- **SUPPLIED DATA**
● ● ● ● ● ● ●
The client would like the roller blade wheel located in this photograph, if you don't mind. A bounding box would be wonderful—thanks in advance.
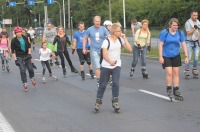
[23,83,28,92]
[6,66,10,72]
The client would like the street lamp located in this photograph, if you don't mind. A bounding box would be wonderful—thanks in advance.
[109,0,112,21]
[123,0,126,29]
[63,0,66,29]
[55,1,62,26]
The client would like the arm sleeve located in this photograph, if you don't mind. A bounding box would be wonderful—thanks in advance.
[159,29,167,42]
[65,35,71,45]
[147,32,151,42]
[185,21,191,32]
[179,31,186,43]
[135,29,140,41]
[11,40,15,54]
[85,28,90,38]
[103,27,110,36]
[101,39,108,49]
[53,35,57,45]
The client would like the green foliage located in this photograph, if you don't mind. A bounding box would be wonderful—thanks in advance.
[0,0,200,28]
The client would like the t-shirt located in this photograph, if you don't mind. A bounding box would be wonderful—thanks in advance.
[28,30,35,39]
[43,28,57,44]
[135,29,151,47]
[0,38,9,50]
[73,30,89,49]
[159,29,185,57]
[185,18,200,41]
[101,38,124,69]
[18,37,26,52]
[131,22,142,33]
[39,48,52,61]
[85,26,109,52]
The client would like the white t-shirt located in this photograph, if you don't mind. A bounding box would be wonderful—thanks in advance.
[39,48,52,61]
[28,30,35,39]
[101,38,124,69]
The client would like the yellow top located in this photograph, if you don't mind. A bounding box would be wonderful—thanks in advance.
[135,29,151,47]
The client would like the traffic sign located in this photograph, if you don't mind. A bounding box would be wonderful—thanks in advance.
[47,0,54,4]
[9,1,16,6]
[28,0,35,6]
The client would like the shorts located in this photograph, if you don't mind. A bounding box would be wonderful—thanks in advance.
[162,54,182,69]
[76,49,91,62]
[30,38,35,44]
[90,50,101,69]
[47,43,57,53]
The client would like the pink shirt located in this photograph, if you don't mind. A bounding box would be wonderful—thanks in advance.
[0,39,8,50]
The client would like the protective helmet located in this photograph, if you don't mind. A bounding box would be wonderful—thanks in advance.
[103,20,112,26]
[14,26,22,33]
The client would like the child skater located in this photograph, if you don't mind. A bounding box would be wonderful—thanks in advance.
[39,42,58,83]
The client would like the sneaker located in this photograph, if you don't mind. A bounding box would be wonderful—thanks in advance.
[23,83,28,92]
[94,99,102,111]
[112,97,120,111]
[2,64,5,71]
[71,67,78,73]
[31,77,36,87]
[130,68,135,77]
[32,63,37,69]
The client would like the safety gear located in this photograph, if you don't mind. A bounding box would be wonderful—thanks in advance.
[14,26,22,33]
[103,20,112,26]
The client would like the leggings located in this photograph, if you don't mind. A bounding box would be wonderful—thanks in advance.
[57,50,73,69]
[41,60,52,75]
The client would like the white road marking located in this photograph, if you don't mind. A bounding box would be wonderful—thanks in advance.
[85,73,96,78]
[0,113,15,132]
[34,59,40,61]
[139,89,178,102]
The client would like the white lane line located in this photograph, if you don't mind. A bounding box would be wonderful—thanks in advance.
[34,59,40,61]
[0,113,15,132]
[85,73,96,78]
[139,89,178,102]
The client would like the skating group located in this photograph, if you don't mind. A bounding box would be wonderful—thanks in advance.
[0,11,200,111]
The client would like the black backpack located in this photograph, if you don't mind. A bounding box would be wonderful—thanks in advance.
[161,28,181,43]
[100,37,122,64]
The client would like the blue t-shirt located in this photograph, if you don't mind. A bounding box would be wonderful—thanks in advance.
[85,26,109,52]
[159,29,185,57]
[73,30,89,49]
[18,37,26,52]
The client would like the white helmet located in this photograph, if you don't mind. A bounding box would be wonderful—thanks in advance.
[103,20,112,26]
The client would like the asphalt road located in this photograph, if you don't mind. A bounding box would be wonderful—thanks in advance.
[0,46,200,132]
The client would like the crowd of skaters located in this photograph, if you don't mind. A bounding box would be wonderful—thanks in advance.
[0,11,200,111]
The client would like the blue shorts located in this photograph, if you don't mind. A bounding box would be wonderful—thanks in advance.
[90,50,101,69]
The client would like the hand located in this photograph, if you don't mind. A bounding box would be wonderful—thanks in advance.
[83,48,87,54]
[194,25,198,29]
[121,33,126,39]
[15,60,20,66]
[137,44,142,50]
[72,49,75,55]
[159,57,164,64]
[109,61,117,66]
[26,54,32,60]
[185,57,189,64]
[147,46,151,52]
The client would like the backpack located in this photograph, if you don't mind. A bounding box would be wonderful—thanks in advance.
[0,38,8,45]
[100,37,122,64]
[162,28,181,43]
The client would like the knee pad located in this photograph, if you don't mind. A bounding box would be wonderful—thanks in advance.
[80,60,85,65]
[86,59,91,65]
[87,60,91,65]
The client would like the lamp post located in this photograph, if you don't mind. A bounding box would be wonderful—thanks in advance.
[109,0,112,21]
[55,1,62,26]
[123,0,126,30]
[63,0,66,29]
[68,0,71,28]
● ● ● ● ● ● ●
- **EXERCISE DETAILS**
Gather each line of the listing above that contains the word "shorts" and copy every such line in full.

- **SOLUTION TO THIS TASK**
The client would like the shorts located in this photograph, if you don't mind. A bounding box would be wonderful—thanks in advance.
The client would like the blue shorts located in this photograph, if you don't mind. A bounding box would be wonderful—thanks in advance.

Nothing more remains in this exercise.